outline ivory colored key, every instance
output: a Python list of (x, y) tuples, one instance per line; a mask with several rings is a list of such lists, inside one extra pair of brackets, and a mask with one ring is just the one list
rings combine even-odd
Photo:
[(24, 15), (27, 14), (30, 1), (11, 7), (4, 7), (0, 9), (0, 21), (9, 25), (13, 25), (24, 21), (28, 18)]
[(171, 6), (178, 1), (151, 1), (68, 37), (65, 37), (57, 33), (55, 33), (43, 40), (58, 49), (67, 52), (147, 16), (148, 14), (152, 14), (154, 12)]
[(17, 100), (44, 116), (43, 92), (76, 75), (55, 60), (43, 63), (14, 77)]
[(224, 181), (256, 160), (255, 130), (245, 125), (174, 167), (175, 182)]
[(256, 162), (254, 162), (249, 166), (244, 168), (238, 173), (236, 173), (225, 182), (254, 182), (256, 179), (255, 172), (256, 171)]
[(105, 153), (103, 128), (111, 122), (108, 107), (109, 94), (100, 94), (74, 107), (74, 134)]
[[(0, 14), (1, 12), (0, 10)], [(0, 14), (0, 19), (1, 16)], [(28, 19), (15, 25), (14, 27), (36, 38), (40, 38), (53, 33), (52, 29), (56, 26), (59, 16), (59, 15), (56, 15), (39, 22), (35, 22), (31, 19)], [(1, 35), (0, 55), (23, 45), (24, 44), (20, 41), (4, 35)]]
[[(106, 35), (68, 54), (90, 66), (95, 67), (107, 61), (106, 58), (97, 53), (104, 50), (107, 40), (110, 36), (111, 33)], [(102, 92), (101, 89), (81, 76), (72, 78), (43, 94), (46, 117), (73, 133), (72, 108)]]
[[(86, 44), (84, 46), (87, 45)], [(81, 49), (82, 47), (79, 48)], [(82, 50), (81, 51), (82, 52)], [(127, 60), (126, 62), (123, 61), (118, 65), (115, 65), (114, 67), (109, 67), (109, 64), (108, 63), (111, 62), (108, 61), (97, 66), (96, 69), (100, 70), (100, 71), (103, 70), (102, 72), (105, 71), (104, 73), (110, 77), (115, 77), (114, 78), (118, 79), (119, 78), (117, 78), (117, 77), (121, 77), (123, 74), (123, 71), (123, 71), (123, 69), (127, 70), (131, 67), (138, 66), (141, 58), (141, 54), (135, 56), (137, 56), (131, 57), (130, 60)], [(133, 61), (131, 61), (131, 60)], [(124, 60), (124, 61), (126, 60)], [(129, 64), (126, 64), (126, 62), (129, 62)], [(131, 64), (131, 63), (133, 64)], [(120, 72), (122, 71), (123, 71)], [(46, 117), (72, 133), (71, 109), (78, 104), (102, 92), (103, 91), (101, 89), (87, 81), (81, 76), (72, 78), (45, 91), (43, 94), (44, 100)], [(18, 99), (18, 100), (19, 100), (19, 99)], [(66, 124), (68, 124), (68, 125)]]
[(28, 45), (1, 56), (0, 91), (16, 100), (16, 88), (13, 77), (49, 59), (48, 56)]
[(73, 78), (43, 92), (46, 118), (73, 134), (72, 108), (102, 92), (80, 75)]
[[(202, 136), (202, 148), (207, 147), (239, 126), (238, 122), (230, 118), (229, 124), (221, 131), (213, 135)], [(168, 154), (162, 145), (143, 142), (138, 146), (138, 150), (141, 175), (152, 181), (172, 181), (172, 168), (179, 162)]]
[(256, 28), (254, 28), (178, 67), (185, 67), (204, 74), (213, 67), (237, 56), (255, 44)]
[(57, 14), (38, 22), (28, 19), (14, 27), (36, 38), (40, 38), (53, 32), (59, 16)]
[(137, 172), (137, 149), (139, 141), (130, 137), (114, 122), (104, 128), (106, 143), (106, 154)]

■ ■ ■ ■ ■ ■ ■

Problem statement:
Reproduce the entire listing above verbatim, line by line, from the first line to the last.

Answer:
outline ivory colored key, every instance
output: a Python list of (x, y) tuples, one instance per line; a mask with several rings is a list of such lists, inside one extra pair of brackets, and a mask with one ring is just the one list
rings combine even-odd
Photo:
[(24, 15), (27, 14), (30, 1), (11, 7), (4, 7), (0, 9), (0, 21), (9, 25), (13, 25), (24, 21), (28, 18)]
[(171, 6), (178, 1), (151, 1), (68, 37), (65, 37), (57, 33), (55, 33), (43, 40), (58, 49), (67, 52), (147, 16), (148, 14), (152, 14), (154, 12)]
[(17, 100), (44, 116), (43, 92), (76, 75), (55, 60), (43, 63), (14, 77)]
[(224, 181), (256, 160), (255, 130), (245, 125), (174, 167), (175, 182)]
[(256, 162), (254, 162), (249, 166), (244, 168), (238, 173), (236, 173), (225, 182), (254, 182), (256, 179), (255, 172), (256, 171)]
[(105, 153), (103, 128), (111, 122), (108, 107), (109, 94), (100, 94), (74, 107), (74, 134)]
[[(0, 14), (1, 12), (0, 10)], [(0, 14), (0, 19), (1, 16)], [(28, 19), (15, 25), (14, 27), (36, 38), (40, 38), (53, 33), (52, 29), (56, 26), (59, 16), (59, 15), (56, 15), (39, 22), (35, 22), (31, 19)], [(1, 35), (0, 55), (23, 45), (24, 44), (20, 41), (4, 35)]]
[[(106, 35), (68, 54), (90, 66), (95, 67), (107, 61), (106, 58), (97, 53), (104, 50), (107, 40), (110, 36), (111, 33)], [(102, 92), (101, 89), (81, 76), (72, 78), (43, 94), (46, 117), (73, 133), (72, 108)]]
[[(86, 44), (84, 46), (87, 45)], [(81, 49), (82, 47), (79, 48)], [(82, 50), (81, 51), (82, 52)], [(127, 60), (126, 62), (123, 61), (118, 65), (115, 65), (114, 67), (109, 67), (109, 64), (108, 63), (111, 62), (108, 61), (97, 66), (96, 69), (100, 70), (100, 71), (103, 70), (102, 72), (105, 71), (104, 73), (110, 77), (115, 77), (114, 78), (118, 79), (119, 78), (117, 78), (117, 77), (121, 77), (123, 74), (123, 71), (123, 71), (123, 69), (127, 70), (131, 67), (138, 66), (141, 58), (141, 54), (135, 56), (137, 56), (131, 57), (130, 60)], [(133, 61), (131, 61), (131, 60)], [(124, 60), (124, 61), (126, 60)], [(129, 64), (126, 64), (126, 62), (129, 62)], [(131, 64), (131, 63), (133, 64)], [(120, 72), (122, 71), (123, 71)], [(46, 117), (72, 133), (71, 109), (78, 104), (102, 92), (103, 91), (101, 89), (87, 81), (81, 76), (72, 78), (45, 91), (43, 94), (44, 100)], [(18, 99), (18, 100), (19, 100), (19, 99)], [(66, 124), (68, 124), (68, 125)]]
[(28, 45), (1, 56), (0, 91), (16, 100), (16, 88), (13, 77), (49, 59), (48, 56)]
[(73, 78), (43, 92), (46, 118), (73, 134), (72, 108), (102, 92), (80, 75)]
[[(202, 136), (202, 148), (207, 147), (239, 126), (238, 122), (230, 118), (229, 124), (221, 131), (213, 135)], [(168, 154), (162, 145), (143, 142), (138, 146), (138, 150), (141, 175), (152, 181), (172, 181), (172, 168), (179, 162)]]
[(256, 28), (254, 28), (178, 67), (185, 67), (204, 74), (213, 67), (237, 56), (255, 44)]
[(57, 14), (38, 22), (28, 19), (14, 27), (36, 38), (40, 38), (53, 32), (59, 16)]
[(137, 172), (137, 149), (139, 141), (130, 137), (114, 122), (104, 128), (106, 143), (106, 154)]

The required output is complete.